Could you give the data below again exactly, apart from the pictures?

##### Data for review

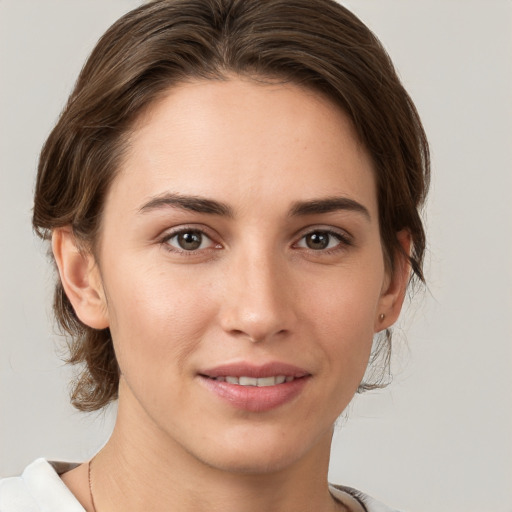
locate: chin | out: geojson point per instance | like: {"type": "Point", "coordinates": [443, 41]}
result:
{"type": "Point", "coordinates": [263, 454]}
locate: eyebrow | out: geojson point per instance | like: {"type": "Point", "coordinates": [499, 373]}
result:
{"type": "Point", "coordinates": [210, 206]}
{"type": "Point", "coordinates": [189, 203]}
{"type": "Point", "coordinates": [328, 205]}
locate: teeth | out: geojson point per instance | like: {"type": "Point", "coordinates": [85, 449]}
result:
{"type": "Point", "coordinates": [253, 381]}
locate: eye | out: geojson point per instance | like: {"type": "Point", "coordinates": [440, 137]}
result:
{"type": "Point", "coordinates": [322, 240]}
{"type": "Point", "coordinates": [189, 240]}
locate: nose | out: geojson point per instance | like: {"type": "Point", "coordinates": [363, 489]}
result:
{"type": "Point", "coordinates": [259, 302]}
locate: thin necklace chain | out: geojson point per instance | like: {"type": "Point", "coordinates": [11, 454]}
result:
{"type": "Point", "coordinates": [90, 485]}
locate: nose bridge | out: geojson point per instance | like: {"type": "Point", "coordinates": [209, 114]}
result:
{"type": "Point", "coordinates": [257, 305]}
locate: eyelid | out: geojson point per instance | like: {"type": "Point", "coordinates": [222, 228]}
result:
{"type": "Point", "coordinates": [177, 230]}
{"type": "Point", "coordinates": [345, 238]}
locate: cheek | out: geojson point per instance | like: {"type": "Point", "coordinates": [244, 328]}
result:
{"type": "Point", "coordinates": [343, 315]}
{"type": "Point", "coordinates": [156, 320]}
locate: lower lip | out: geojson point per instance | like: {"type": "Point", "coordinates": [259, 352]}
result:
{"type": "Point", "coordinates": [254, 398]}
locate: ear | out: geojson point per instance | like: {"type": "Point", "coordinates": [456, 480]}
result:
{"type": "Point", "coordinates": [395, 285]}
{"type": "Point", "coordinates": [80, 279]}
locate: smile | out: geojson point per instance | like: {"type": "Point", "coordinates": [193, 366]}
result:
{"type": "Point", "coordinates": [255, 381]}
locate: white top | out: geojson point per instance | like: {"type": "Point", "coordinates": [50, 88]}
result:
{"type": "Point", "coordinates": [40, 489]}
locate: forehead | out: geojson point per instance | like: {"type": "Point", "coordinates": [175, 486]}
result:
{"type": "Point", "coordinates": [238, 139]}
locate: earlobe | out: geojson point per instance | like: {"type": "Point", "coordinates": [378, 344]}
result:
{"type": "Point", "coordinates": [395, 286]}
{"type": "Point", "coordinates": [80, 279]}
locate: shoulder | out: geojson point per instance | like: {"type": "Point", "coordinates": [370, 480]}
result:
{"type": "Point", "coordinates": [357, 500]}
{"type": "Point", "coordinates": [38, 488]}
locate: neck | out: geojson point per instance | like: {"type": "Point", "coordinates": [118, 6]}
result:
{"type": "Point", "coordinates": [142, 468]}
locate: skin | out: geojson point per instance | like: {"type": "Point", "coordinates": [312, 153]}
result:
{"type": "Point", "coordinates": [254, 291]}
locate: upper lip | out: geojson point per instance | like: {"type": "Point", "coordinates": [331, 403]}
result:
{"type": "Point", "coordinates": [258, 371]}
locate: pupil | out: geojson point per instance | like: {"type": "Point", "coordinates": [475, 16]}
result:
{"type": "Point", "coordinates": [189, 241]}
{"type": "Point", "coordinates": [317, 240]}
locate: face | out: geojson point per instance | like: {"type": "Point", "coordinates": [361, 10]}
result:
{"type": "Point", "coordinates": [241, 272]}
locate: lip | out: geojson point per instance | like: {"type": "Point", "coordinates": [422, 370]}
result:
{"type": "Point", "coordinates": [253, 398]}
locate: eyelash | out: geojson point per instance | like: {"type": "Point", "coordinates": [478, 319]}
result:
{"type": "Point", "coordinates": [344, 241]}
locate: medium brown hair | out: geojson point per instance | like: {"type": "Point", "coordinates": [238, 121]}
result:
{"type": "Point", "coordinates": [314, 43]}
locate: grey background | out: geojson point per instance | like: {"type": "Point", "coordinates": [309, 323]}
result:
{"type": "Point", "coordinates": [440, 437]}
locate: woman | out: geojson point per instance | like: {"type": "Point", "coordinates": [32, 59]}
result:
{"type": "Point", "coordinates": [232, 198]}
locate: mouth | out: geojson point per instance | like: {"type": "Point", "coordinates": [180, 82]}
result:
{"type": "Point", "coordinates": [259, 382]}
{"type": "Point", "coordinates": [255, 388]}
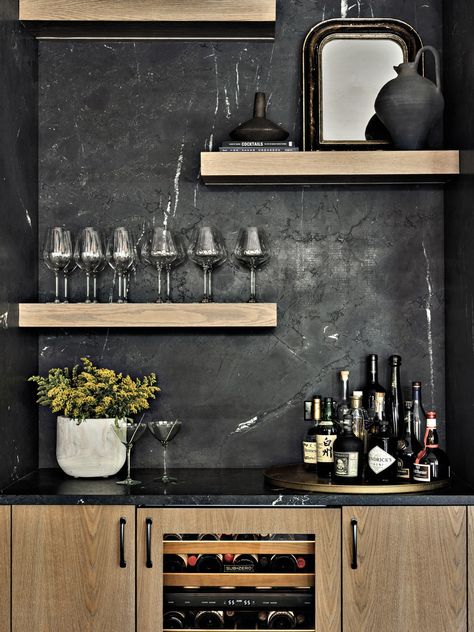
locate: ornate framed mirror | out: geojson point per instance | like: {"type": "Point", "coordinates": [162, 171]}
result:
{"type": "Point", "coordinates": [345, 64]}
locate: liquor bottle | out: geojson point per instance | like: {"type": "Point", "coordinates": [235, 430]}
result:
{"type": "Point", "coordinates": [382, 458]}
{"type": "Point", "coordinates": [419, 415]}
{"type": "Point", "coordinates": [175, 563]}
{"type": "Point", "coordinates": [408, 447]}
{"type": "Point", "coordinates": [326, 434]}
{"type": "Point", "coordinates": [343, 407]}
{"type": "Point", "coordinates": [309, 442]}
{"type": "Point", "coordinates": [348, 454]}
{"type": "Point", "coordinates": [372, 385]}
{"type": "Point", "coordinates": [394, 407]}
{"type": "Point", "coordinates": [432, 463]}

##########

§ **Written response**
locate: chin | out: geojson point per instance | like: {"type": "Point", "coordinates": [443, 41]}
result:
{"type": "Point", "coordinates": [263, 454]}
locate: eyebrow | out: geojson point per instance | like: {"type": "Point", "coordinates": [499, 373]}
result:
{"type": "Point", "coordinates": [210, 206]}
{"type": "Point", "coordinates": [189, 203]}
{"type": "Point", "coordinates": [328, 205]}
locate: teeth | out: geojson point per instance | like: {"type": "Point", "coordinates": [85, 449]}
result:
{"type": "Point", "coordinates": [253, 381]}
locate: eye | out: geojson point per instance | like: {"type": "Point", "coordinates": [440, 137]}
result:
{"type": "Point", "coordinates": [322, 240]}
{"type": "Point", "coordinates": [189, 240]}
locate: nose | out: geojson point per instance | like: {"type": "Point", "coordinates": [363, 489]}
result:
{"type": "Point", "coordinates": [259, 302]}
locate: thin necklace chain | out: geojson point per instance | like: {"type": "Point", "coordinates": [11, 454]}
result:
{"type": "Point", "coordinates": [90, 485]}
locate: nose bridge | out: geojson point per instance | like: {"type": "Point", "coordinates": [209, 114]}
result:
{"type": "Point", "coordinates": [257, 305]}
locate: eyelid | out: geojson point per instance | like: {"type": "Point", "coordinates": [222, 228]}
result:
{"type": "Point", "coordinates": [177, 230]}
{"type": "Point", "coordinates": [345, 238]}
locate: cheek | out: geojson point per instance | like: {"type": "Point", "coordinates": [244, 328]}
result:
{"type": "Point", "coordinates": [343, 315]}
{"type": "Point", "coordinates": [156, 320]}
locate: lower lip | out: geojson point per instance | like: {"type": "Point", "coordinates": [259, 352]}
result:
{"type": "Point", "coordinates": [254, 398]}
locate: ear | out: geojson point per instance | like: {"type": "Point", "coordinates": [456, 480]}
result:
{"type": "Point", "coordinates": [395, 285]}
{"type": "Point", "coordinates": [80, 279]}
locate: smile | out: geojson point per instance | like: {"type": "Point", "coordinates": [193, 366]}
result:
{"type": "Point", "coordinates": [255, 381]}
locate: white top | out: geojson point per instance | like: {"type": "Point", "coordinates": [50, 88]}
result:
{"type": "Point", "coordinates": [40, 489]}
locate: forehead | out: geojson point per instance | like: {"type": "Point", "coordinates": [175, 486]}
result:
{"type": "Point", "coordinates": [238, 139]}
locate: earlobe | out: geojson point per instance | like: {"type": "Point", "coordinates": [378, 344]}
result:
{"type": "Point", "coordinates": [395, 286]}
{"type": "Point", "coordinates": [80, 279]}
locate: shoulder | out: geojson point per instance | like: {"type": "Point", "coordinates": [370, 480]}
result:
{"type": "Point", "coordinates": [357, 500]}
{"type": "Point", "coordinates": [38, 488]}
locate: neck | out: geojson point per instance | like: {"type": "Point", "coordinates": [118, 6]}
result:
{"type": "Point", "coordinates": [142, 468]}
locate: skin | out: geojson point per instance | like: {"type": "Point", "coordinates": [312, 153]}
result:
{"type": "Point", "coordinates": [254, 291]}
locate: upper lip | out: geojson point per instance | like: {"type": "Point", "coordinates": [331, 403]}
result:
{"type": "Point", "coordinates": [258, 371]}
locate: pupil | out: geojson point per instance | like: {"type": "Point", "coordinates": [475, 16]}
result:
{"type": "Point", "coordinates": [189, 241]}
{"type": "Point", "coordinates": [317, 240]}
locate: face | out: geojson point per instance | like: {"type": "Point", "coordinates": [361, 10]}
result:
{"type": "Point", "coordinates": [241, 272]}
locate: lip | out: geojson point per instance | like: {"type": "Point", "coordinates": [422, 370]}
result:
{"type": "Point", "coordinates": [253, 398]}
locate: eyelash | out: geojson point per instance | like: {"type": "Point", "coordinates": [478, 319]}
result:
{"type": "Point", "coordinates": [344, 241]}
locate: medium brown hair | out: geojson point per instance | like: {"type": "Point", "coordinates": [238, 121]}
result:
{"type": "Point", "coordinates": [314, 43]}
locate: grey background | out: geojson point per instance | like: {"type": "Point", "coordinates": [309, 323]}
result:
{"type": "Point", "coordinates": [440, 437]}
locate: woman | out: geojson point per instance | like: {"type": "Point", "coordinates": [32, 59]}
result:
{"type": "Point", "coordinates": [232, 198]}
locate: mouth | out: geojson point per instance | like: {"type": "Point", "coordinates": [180, 82]}
result:
{"type": "Point", "coordinates": [259, 382]}
{"type": "Point", "coordinates": [255, 388]}
locate: ornate framed mirror | out: geojson point per instance | like: {"type": "Point", "coordinates": [162, 171]}
result:
{"type": "Point", "coordinates": [345, 64]}
locate: liquor bottle | out: geojson point per instance | like: {"type": "Point", "coordinates": [235, 430]}
result:
{"type": "Point", "coordinates": [382, 458]}
{"type": "Point", "coordinates": [419, 415]}
{"type": "Point", "coordinates": [175, 563]}
{"type": "Point", "coordinates": [408, 447]}
{"type": "Point", "coordinates": [326, 434]}
{"type": "Point", "coordinates": [343, 407]}
{"type": "Point", "coordinates": [309, 442]}
{"type": "Point", "coordinates": [348, 454]}
{"type": "Point", "coordinates": [372, 385]}
{"type": "Point", "coordinates": [394, 407]}
{"type": "Point", "coordinates": [432, 463]}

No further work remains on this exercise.